*** GIVEN ENTRIES Section Begins ***

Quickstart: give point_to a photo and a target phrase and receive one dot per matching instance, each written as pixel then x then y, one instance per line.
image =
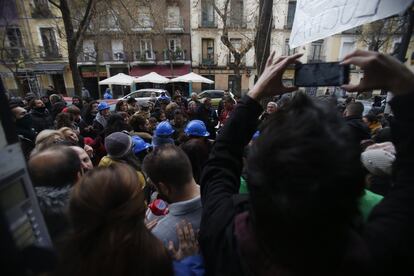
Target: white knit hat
pixel 378 161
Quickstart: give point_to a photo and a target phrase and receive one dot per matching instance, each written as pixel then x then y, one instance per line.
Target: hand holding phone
pixel 321 74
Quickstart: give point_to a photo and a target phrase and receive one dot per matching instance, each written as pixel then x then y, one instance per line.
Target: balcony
pixel 208 60
pixel 16 53
pixel 87 57
pixel 230 60
pixel 143 26
pixel 41 11
pixel 145 58
pixel 118 57
pixel 175 26
pixel 49 54
pixel 237 23
pixel 177 56
pixel 203 23
pixel 316 59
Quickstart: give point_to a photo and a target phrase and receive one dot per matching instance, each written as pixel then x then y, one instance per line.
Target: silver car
pixel 145 95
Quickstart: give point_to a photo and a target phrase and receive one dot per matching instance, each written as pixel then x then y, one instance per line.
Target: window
pixel 144 18
pixel 112 21
pixel 14 37
pixel 208 51
pixel 174 20
pixel 316 51
pixel 236 13
pixel 117 49
pixel 41 9
pixel 236 42
pixel 174 44
pixel 49 42
pixel 288 51
pixel 347 48
pixel 207 13
pixel 89 50
pixel 146 48
pixel 291 14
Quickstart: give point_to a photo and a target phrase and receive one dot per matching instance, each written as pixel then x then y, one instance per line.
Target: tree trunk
pixel 237 81
pixel 72 47
pixel 73 63
pixel 262 41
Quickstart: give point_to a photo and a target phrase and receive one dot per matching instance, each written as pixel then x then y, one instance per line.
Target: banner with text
pixel 317 19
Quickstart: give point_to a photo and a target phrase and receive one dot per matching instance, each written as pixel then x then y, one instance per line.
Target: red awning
pixel 163 70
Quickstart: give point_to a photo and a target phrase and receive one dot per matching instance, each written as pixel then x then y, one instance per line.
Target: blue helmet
pixel 139 144
pixel 164 129
pixel 102 106
pixel 196 128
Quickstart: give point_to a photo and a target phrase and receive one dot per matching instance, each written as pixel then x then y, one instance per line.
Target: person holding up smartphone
pixel 305 179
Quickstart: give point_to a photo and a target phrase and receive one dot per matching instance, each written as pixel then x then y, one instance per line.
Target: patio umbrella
pixel 192 77
pixel 118 79
pixel 153 78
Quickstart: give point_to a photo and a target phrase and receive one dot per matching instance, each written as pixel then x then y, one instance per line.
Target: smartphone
pixel 321 74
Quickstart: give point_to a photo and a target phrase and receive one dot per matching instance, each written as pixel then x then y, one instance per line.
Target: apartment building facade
pixel 138 39
pixel 33 50
pixel 210 57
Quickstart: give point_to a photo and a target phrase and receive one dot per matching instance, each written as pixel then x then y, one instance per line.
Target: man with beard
pixel 101 118
pixel 41 117
pixel 24 128
pixel 170 171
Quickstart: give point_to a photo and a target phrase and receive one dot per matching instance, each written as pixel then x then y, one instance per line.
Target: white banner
pixel 317 19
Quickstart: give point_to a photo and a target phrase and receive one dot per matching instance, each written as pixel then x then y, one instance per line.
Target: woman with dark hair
pixel 116 123
pixel 90 112
pixel 109 235
pixel 121 106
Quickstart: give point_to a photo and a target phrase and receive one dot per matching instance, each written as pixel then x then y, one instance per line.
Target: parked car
pixel 214 95
pixel 144 95
pixel 110 102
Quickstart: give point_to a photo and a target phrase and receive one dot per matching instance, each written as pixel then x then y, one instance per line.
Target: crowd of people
pixel 176 187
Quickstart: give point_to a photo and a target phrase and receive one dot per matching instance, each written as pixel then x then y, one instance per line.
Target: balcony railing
pixel 143 26
pixel 237 22
pixel 177 56
pixel 42 11
pixel 145 57
pixel 176 25
pixel 208 60
pixel 49 54
pixel 87 57
pixel 204 23
pixel 315 59
pixel 16 53
pixel 119 56
pixel 231 59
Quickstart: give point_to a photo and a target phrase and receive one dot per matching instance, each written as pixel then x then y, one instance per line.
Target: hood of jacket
pixel 53 200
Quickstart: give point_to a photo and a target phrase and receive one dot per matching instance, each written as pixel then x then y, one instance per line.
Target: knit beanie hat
pixel 118 144
pixel 378 161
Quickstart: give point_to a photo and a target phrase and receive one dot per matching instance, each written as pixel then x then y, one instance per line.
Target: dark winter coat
pixel 358 127
pixel 41 120
pixel 227 240
pixel 53 202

*** GIVEN ENTRIES Section Ends ***

== EXERCISE ==
Images must not appear in the copy; reproduce everything else in the records verbatim.

== RESPONSE ==
Quickstart: give point_to a photo and a target phrase and receive one dot per matching instance, each written as pixel then x then y, one instance per line.
image =
Target: white knit hat
pixel 378 161
Quickstart: give point_to a photo and a target phrase and receive one dot per matching instance, each written as pixel then x then y, one instance per line.
Target: hand holding phone
pixel 321 74
Quickstart: give point_to a photo and a target phrase and receive one dot per matching instance, each written as pixel then x then y, one instance per line.
Target: balcony
pixel 208 60
pixel 16 53
pixel 87 57
pixel 230 60
pixel 143 26
pixel 41 11
pixel 145 58
pixel 118 57
pixel 175 26
pixel 49 54
pixel 237 23
pixel 177 56
pixel 203 23
pixel 316 59
Quickstart: give point_to a photo and a target phrase and receive one dot per matching instance, each written as pixel then x then y, one instance per line.
Target: silver car
pixel 145 95
Quickstart: give point_to a photo and a target phrase and receive one dot per matching instance, each written as pixel then x then y, one instance per line.
Target: window
pixel 144 18
pixel 112 21
pixel 14 37
pixel 208 51
pixel 174 20
pixel 316 51
pixel 236 13
pixel 117 49
pixel 41 9
pixel 236 42
pixel 174 44
pixel 49 42
pixel 288 51
pixel 347 48
pixel 207 13
pixel 89 50
pixel 146 48
pixel 291 14
Quickstart: give point_to a photo and a target phrase and receive one dot per matching instance, each written as pixel then x then y, one instance per line.
Target: tree trunk
pixel 237 81
pixel 72 47
pixel 73 63
pixel 262 41
Quickstart: give point_to a photo and a target phrase and receive one dot per matching instance, each written as pixel then x then y, one instance per line.
Target: banner with text
pixel 317 19
Quickstart: give point_to a photo and a target phrase and receive one dot per matching instance, each written as pixel then x then y, one instance per line.
Target: red awning
pixel 163 70
Quickstart: give point_to a photo and a target phrase and receive one dot per matching instance, each written as pixel then x then y, one instance per line.
Target: blue helmet
pixel 139 144
pixel 164 129
pixel 102 106
pixel 196 128
Quickstart: give point_to a photo and a target phrase and receive one dot per matching instance, each written as pixel then x then y, one instance per line.
Target: person holding up smartphone
pixel 305 179
Quickstart: give point_to a photo and a target phrase and receive one dot per matching instance, each written as pixel then x then y, one instance per line.
Target: patio umbrella
pixel 192 77
pixel 118 79
pixel 153 78
Quickstart: give point_to a photo and a target phrase and receive one dot per matching instance, each written as pixel then x then y, one instance per line.
Target: smartphone
pixel 321 74
Quickstart: give point_to a photo and a target phrase and receive one dot per matching instance, each written as pixel then x then y, one instance per line.
Target: apartment building facade
pixel 138 39
pixel 33 50
pixel 210 57
Quickstart: give point_to a photo and a target phrase and receive one dot per matching instance, each written as pixel then x then y, one instance per line.
Target: man with beard
pixel 101 118
pixel 41 117
pixel 24 128
pixel 170 171
Quickstart: give point_to a photo and a target phrase and receive one dot per matching instance, each written as pixel then x then y, one instance per line.
Target: white banner
pixel 317 19
Quickstart: give point_to a photo and a target phrase and receive one dot per matching instance, each written as pixel then x then y, one instance per line.
Target: woman with dark hair
pixel 116 123
pixel 90 112
pixel 109 235
pixel 121 106
Quickstart: give point_to a photo and a target phrase and receive one dot per matching instance, each written as pixel then x then y, one instance per line.
Target: parked car
pixel 214 95
pixel 144 95
pixel 110 102
Quickstart: give point_to a photo and a target phrase and receive one dot per matching instance, each written as pixel then x then y, one instance per line.
Target: crowd of people
pixel 176 187
Quickstart: give point_to a photo and a target phrase and receive one dot per matching instance, each written as pixel then x then y, one instance per line.
Target: balcony railing
pixel 143 26
pixel 237 22
pixel 177 56
pixel 42 11
pixel 145 57
pixel 176 25
pixel 208 60
pixel 49 54
pixel 87 57
pixel 204 23
pixel 315 59
pixel 16 53
pixel 119 56
pixel 231 59
Quickstart: give point_to a photo and a target phrase and receive one dot per matching instance, each written as pixel then x then y, one instance per line.
Target: hood of jacket
pixel 53 200
Quickstart: give point_to a photo and a target phrase and receive one dot per matching instance, each written as pixel then x then y, one instance per line.
Target: knit beanie hat
pixel 118 144
pixel 378 161
Quickstart: give point_to a photo and a target phrase and receive one dot per matching instance, each written as pixel then x then y, one instance per line.
Target: dark winter coat
pixel 358 127
pixel 41 120
pixel 227 240
pixel 53 202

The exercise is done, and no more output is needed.